▸ Exercise passage:
Current Projects

Our team is busy analyzing data from past surveys, creating new surveys for upcoming projects, analyzing biological data, and creating novel methodologies. 


Maternal & Youth 12-14 Year Surveys

Our most recent study data collection was between January-June 2023. Follow-up surveys were sent to study participants and their 12-14 year old youth, asking questions about health and wellness, child development and lifestyle habits.

Impact of the COVID-19 Pandemic on AOF Families

Three surveys were launched from May 2020 to January 2022 in order to understand the impacts of the COVID-19 pandemic on AOF families. Much of this data has been analyzed and shared with our communities, and we continue to analyze the data to best understand the impacts of the COVID-19 pandemic. You may click on the links below to read executive summaries from three of the six surveys. Additional information is available in Study Results.


Early Pandemic Experiences


Resilience of Families


Impact of Late Pandemic on Youth


Parent-Youth Mental Health Before and After the Pandemic

The purpose of this study is to identify patterns of mental health stability and change due to the COVID-19 pandemic, including people most at risk for mental health concerns based on structural determinants of health, personal and familial factors.


Genetic Link to Spontaneous Preterm Birth

This study is using biological data from blood samples collected when AOF mothers were pregnant to better understand gene variants in the oxytocin receptor, which may impact uterine contractility and increase the risk of spontaneous preterm birth.

Smiling woman standing to address colleagues at a work meeting

From Languishing to Flourishing

This study will use focus groups with AOF mothers, youth and community stakeholders to understand the languishing and flourishing impacts of the COVID-19 pandemic. A primary goal of the study is to examine the changing nature of social, economic and health-related impacts associated with the COVID-19 pandemic, in order to provide evidence to decision makers to assist in planning future pandemic waves and long-term recovery.

(Collected data)

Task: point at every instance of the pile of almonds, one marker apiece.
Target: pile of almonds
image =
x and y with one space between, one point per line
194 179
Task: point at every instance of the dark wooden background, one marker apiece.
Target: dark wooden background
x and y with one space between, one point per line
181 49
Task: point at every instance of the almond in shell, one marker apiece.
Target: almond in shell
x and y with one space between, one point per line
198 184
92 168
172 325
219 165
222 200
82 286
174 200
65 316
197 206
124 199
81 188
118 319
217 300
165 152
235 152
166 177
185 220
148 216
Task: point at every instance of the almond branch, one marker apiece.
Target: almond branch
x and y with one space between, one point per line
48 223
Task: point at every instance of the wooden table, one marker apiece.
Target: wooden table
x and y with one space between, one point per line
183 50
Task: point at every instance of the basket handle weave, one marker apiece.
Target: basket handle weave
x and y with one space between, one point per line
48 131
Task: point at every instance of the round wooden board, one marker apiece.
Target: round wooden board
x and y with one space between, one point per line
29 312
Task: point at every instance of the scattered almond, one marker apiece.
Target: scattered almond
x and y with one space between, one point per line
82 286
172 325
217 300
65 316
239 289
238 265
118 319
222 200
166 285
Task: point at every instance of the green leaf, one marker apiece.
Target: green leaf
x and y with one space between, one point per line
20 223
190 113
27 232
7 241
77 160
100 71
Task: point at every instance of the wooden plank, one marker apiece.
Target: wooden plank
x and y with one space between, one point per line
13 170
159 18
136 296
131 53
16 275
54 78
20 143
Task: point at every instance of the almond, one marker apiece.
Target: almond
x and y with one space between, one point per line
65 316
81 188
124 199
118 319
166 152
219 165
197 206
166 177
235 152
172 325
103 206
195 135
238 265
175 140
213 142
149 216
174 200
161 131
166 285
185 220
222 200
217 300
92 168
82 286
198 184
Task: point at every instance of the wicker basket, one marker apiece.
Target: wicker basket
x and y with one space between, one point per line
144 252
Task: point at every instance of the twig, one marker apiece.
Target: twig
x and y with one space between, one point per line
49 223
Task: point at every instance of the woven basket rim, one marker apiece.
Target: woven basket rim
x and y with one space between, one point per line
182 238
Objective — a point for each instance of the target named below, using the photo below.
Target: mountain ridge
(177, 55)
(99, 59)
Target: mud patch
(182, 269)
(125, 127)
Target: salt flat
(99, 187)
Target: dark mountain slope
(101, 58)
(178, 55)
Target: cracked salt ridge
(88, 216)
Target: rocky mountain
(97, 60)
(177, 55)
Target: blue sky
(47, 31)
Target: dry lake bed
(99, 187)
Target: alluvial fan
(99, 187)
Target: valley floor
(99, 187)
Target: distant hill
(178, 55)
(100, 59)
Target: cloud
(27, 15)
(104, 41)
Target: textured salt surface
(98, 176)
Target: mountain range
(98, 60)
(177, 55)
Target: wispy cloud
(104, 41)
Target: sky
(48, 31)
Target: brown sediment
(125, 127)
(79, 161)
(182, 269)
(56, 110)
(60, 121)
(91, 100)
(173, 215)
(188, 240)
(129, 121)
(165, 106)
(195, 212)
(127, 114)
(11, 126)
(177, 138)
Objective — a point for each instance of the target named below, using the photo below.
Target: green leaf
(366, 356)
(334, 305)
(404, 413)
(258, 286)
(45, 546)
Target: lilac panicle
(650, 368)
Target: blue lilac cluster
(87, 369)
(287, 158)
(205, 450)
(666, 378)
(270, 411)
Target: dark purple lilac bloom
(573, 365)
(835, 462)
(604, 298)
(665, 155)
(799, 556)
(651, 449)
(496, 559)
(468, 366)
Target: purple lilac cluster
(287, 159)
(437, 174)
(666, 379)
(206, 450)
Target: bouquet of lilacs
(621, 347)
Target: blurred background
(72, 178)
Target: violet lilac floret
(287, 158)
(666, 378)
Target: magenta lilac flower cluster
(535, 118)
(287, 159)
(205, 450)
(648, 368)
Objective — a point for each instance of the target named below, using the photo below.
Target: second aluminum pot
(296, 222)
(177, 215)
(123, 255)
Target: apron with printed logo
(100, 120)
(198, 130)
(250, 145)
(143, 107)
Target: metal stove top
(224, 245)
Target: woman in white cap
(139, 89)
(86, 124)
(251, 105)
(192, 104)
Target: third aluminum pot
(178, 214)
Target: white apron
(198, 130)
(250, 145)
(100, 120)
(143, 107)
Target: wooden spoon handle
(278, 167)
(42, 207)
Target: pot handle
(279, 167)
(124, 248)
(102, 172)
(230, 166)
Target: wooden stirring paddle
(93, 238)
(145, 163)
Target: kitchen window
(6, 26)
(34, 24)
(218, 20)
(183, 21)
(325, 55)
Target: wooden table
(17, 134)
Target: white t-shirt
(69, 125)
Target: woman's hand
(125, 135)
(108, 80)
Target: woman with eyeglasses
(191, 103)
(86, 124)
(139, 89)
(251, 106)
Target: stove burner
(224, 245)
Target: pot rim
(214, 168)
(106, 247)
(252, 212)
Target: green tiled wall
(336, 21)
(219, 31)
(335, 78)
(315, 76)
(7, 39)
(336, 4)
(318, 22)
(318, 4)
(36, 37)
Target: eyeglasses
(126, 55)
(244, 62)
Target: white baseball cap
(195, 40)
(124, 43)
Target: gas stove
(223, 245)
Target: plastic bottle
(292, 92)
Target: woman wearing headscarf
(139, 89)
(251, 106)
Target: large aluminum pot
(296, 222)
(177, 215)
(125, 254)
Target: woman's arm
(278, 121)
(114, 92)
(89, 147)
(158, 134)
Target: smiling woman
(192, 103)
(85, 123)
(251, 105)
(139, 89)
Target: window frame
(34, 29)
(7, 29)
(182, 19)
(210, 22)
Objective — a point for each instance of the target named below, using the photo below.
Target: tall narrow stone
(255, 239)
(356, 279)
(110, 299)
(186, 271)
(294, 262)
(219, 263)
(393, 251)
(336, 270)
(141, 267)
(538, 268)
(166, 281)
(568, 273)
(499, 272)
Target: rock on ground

▸ Exercise set:
1. According to the current projects text, during which months and year was data collected for the team's most recent study?
2. Rewrite the part of the current projects text that begins at the words "This study will" and ends after "and long-term recovery.", swapping "focus groups" for "interviews".

▸ Replies:
1. Between January and June 2023.

2.
This study will use interviews with AOF mothers, youth and community stakeholders to understand the languishing and flourishing impacts of the COVID-19 pandemic. A primary goal of the study is to examine the changing nature of social, economic and health-related impacts associated with the COVID-19 pandemic, in order to provide evidence to decision makers to assist in planning future pandemic waves and long-term recovery.